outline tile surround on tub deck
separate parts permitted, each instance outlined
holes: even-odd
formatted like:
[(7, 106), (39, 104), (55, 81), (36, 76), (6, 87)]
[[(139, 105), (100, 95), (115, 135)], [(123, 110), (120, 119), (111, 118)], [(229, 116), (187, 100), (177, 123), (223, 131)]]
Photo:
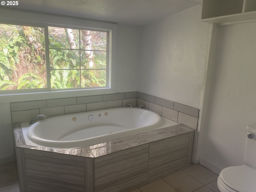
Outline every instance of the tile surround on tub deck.
[(95, 109), (126, 107), (126, 103), (130, 103), (133, 106), (145, 105), (142, 108), (154, 111), (176, 122), (197, 129), (199, 109), (137, 92), (17, 102), (11, 103), (10, 108), (12, 122), (17, 123), (28, 121), (39, 114), (48, 113), (49, 116), (53, 116)]
[[(61, 189), (62, 192), (66, 191), (64, 189), (68, 189), (69, 191), (74, 192), (117, 192), (155, 180), (163, 174), (165, 175), (191, 162), (190, 156), (192, 152), (189, 152), (192, 149), (194, 130), (182, 124), (69, 150), (28, 146), (24, 142), (21, 128), (20, 124), (16, 124), (14, 129), (19, 165), (18, 172), (19, 177), (22, 177), (23, 180), (20, 181), (23, 182), (20, 184), (21, 192), (29, 192), (29, 189), (41, 187), (48, 192), (59, 191), (58, 189)], [(177, 143), (176, 141), (179, 141), (180, 138), (182, 139), (181, 145), (177, 147), (175, 145), (178, 146), (180, 142)], [(169, 140), (174, 144), (173, 149), (172, 145), (166, 144)], [(161, 157), (165, 157), (164, 151), (168, 151), (164, 148), (166, 146), (170, 147), (170, 152), (174, 153), (168, 152), (171, 161), (168, 162), (169, 158), (165, 158), (165, 164), (163, 164), (161, 163), (163, 162)], [(184, 150), (180, 151), (184, 147), (188, 148), (186, 155)], [(142, 148), (144, 149), (142, 151)], [(145, 152), (142, 153), (142, 151)], [(182, 152), (180, 153), (180, 151)], [(153, 152), (149, 155), (147, 153), (150, 151)], [(154, 155), (154, 151), (159, 154)], [(183, 157), (184, 155), (186, 156)], [(136, 158), (138, 160), (134, 161)], [(118, 159), (118, 161), (115, 161)], [(72, 161), (72, 159), (76, 162)], [(151, 163), (148, 164), (148, 162)], [(160, 164), (158, 165), (158, 162)], [(69, 165), (68, 168), (67, 163)], [(106, 163), (108, 166), (104, 166)], [(137, 163), (140, 168), (137, 168), (134, 163)], [(151, 164), (155, 165), (148, 168), (148, 165)], [(110, 165), (112, 165), (111, 168)], [(134, 168), (128, 168), (124, 165)], [(52, 168), (50, 172), (46, 167)], [(81, 169), (78, 169), (78, 167)], [(64, 178), (58, 176), (59, 169), (62, 170), (61, 172), (63, 172)], [(118, 171), (116, 171), (116, 169)], [(51, 175), (55, 176), (54, 182)], [(107, 177), (109, 179), (106, 180), (106, 175), (112, 176)], [(95, 181), (92, 178), (95, 178)], [(68, 183), (61, 181), (66, 179), (70, 180)]]

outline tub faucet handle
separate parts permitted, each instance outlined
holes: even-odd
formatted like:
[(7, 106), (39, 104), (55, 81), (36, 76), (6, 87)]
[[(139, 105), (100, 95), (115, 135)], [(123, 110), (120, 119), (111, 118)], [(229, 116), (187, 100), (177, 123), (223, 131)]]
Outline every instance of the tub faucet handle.
[(130, 103), (126, 103), (126, 105), (129, 106), (131, 108), (132, 107), (132, 104), (130, 104)]
[(33, 118), (33, 119), (31, 120), (31, 121), (30, 121), (29, 123), (28, 123), (28, 124), (30, 124), (30, 125), (32, 125), (34, 124), (34, 123), (35, 123), (35, 122), (36, 121), (36, 120), (38, 118), (40, 118), (40, 117), (42, 117), (44, 119), (45, 119), (47, 118), (47, 116), (46, 115), (44, 115), (43, 114), (37, 115), (36, 116), (34, 117), (34, 118)]

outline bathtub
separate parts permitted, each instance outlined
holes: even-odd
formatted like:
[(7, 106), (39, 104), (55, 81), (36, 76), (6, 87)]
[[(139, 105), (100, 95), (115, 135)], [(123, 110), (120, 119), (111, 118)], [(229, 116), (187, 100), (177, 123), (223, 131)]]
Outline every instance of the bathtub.
[(61, 115), (22, 127), (27, 144), (71, 148), (177, 124), (152, 111), (123, 108)]

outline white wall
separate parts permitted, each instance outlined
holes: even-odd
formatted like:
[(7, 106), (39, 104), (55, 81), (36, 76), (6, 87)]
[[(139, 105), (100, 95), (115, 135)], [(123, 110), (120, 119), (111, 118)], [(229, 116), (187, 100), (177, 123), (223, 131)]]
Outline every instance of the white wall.
[(137, 91), (141, 28), (117, 27), (117, 92)]
[(0, 103), (0, 164), (14, 160), (9, 103)]
[(217, 173), (243, 164), (245, 129), (256, 122), (256, 22), (219, 27), (198, 151), (200, 163)]
[(199, 5), (143, 28), (139, 91), (200, 108), (210, 24)]

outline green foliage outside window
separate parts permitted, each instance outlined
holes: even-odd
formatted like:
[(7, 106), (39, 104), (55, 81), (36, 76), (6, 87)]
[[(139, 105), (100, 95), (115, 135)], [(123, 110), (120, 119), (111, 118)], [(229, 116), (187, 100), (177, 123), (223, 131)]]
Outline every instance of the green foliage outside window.
[(0, 24), (0, 90), (106, 86), (107, 32), (48, 29), (48, 64), (44, 28)]

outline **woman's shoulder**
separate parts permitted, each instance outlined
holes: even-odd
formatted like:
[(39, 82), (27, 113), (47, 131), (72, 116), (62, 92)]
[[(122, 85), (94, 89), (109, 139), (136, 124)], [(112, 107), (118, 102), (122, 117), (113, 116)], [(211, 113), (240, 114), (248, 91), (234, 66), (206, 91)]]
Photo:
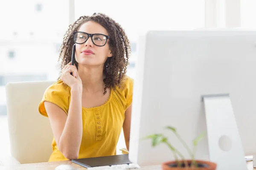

|---|

Rewrite the lines from the line with "outline green foliage outside window" up to and including the line with "Outline every instance of the green", putting "vegetation" in place of "foliage" and changing nothing else.

ANSWER IN FULL
outline green vegetation outside window
separate parts permitted, each instance outlined
holes: even-odd
formatted like:
[(7, 106), (39, 104), (55, 81), (36, 76), (6, 87)]
[[(139, 105), (100, 95), (115, 135)], [(123, 110), (120, 119), (111, 118)], [(229, 116), (187, 100), (177, 123), (223, 131)]]
Outline every instance of the green vegetation outside window.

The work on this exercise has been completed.